**AIM OF THE TASK:** Leave out the pictures and transcribe the rest of the records exactly.

**DATA:**
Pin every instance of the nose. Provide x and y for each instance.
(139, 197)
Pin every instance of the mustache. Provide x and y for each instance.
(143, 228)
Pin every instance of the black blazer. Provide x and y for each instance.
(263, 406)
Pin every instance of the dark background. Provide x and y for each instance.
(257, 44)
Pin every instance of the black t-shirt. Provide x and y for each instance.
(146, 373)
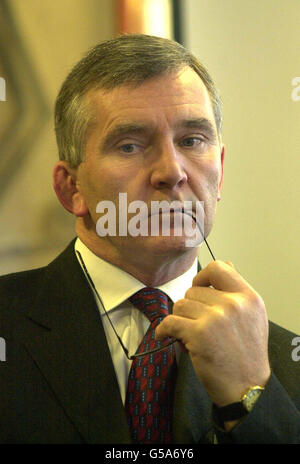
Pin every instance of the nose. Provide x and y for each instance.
(168, 170)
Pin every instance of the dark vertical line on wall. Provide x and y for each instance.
(177, 21)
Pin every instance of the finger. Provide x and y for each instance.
(221, 276)
(173, 326)
(206, 295)
(188, 308)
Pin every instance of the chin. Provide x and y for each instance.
(167, 246)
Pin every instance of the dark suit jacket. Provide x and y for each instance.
(58, 383)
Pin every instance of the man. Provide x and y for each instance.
(140, 115)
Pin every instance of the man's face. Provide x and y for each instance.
(154, 142)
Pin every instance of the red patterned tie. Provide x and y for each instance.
(149, 400)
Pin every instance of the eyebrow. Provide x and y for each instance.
(122, 129)
(137, 128)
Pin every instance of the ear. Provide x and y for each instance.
(64, 183)
(222, 172)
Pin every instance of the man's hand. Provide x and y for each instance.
(223, 324)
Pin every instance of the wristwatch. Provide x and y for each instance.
(251, 396)
(237, 410)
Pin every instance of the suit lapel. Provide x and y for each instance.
(192, 421)
(64, 335)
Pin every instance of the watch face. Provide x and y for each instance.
(250, 398)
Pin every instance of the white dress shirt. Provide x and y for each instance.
(115, 286)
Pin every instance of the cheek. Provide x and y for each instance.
(206, 181)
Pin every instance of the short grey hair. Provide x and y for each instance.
(125, 60)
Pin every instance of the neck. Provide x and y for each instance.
(153, 266)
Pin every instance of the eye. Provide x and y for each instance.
(127, 148)
(192, 141)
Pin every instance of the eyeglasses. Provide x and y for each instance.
(145, 353)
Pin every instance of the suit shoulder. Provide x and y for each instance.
(20, 281)
(16, 290)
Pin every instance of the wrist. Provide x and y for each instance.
(228, 416)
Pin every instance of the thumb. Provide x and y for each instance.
(230, 264)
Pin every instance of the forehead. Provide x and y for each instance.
(160, 99)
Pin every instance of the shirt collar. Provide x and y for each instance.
(105, 276)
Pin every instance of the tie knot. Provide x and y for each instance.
(152, 302)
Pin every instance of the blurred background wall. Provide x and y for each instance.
(252, 50)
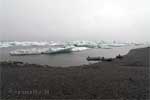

**ANSWER FOR THE TASK:**
Pin every instance of the nose. Provide x and y for each instance.
(139, 197)
Pin every instance of the mustache. Provide x and y for each instance.
(143, 228)
Pin every instance of the black blazer. Provide x and y for each instance.
(263, 406)
Pin every instance of the dark background. Provide x and y for each instance.
(257, 44)
Pin every instance of the black t-shirt. Provide x and y for each instance.
(146, 373)
Pin every instance of the nose. Provide x and y for each instance.
(168, 170)
Pin every instance of the dark vertical line on wall. Provide x and y for each instance.
(177, 21)
Pin every instance of the finger. Provide x and y for each instance.
(221, 276)
(173, 326)
(206, 295)
(188, 308)
Pin every instance of the chin. Provide x and y for each instance.
(167, 246)
Pin every instance of the dark suit jacket. Provide x and y for each instance.
(58, 383)
Pin every instance of the man. Provide x and y for each instance.
(140, 115)
Pin every instance of the man's face. Provide x and y for each instance.
(154, 142)
Pin every instance of the red patterned tie. Provide x and y for each instance.
(149, 400)
Pin every instance of the eyebrow. Provide x and y for each instance.
(122, 129)
(137, 128)
Pin every instance of the ear. Provide x and y for each instance.
(64, 183)
(222, 172)
Pin every instance of the man's hand. Provide x and y for each instance.
(223, 324)
Pin every instance of the wristwatch. Provide x and y for each instance.
(251, 396)
(237, 410)
Pin every instance of the suit lapel. Provide x and y for each instance.
(192, 421)
(64, 335)
Pin every instance of the watch face. Provide x and y for each instance.
(250, 398)
Pin every instance of the white dress shirt. Provide x and y for each instance.
(115, 286)
Pin every instance of the cheek. Provide x and y for each instance.
(206, 181)
Pin every instance of the short grey hair. Provide x and y for each instance.
(125, 60)
Pin every instance of the neck. Provide x and y for each instance.
(153, 266)
Pin every instance of the eye. Provide x and y for each instance.
(127, 148)
(192, 141)
Pin every instance of the eyeglasses. Provide x and y for each instance.
(145, 353)
Pin every instance of the suit shoulder. Provide x and y for each instance.
(20, 281)
(16, 290)
Pin every instance of the wrist. Provide x and y for each instance.
(228, 416)
Pin every instance of the thumb. Provide x and y for each instance.
(230, 264)
Pin every instance of the forehead. Provide x and y for each instance.
(160, 99)
Pin every instance of the shirt collar. Provide x and y for each instance.
(105, 276)
Pin every instance of the tie knot. Provide x and y for each instance.
(152, 302)
Pin every instance of the blurred background wall. Provide x and y for each instance.
(252, 50)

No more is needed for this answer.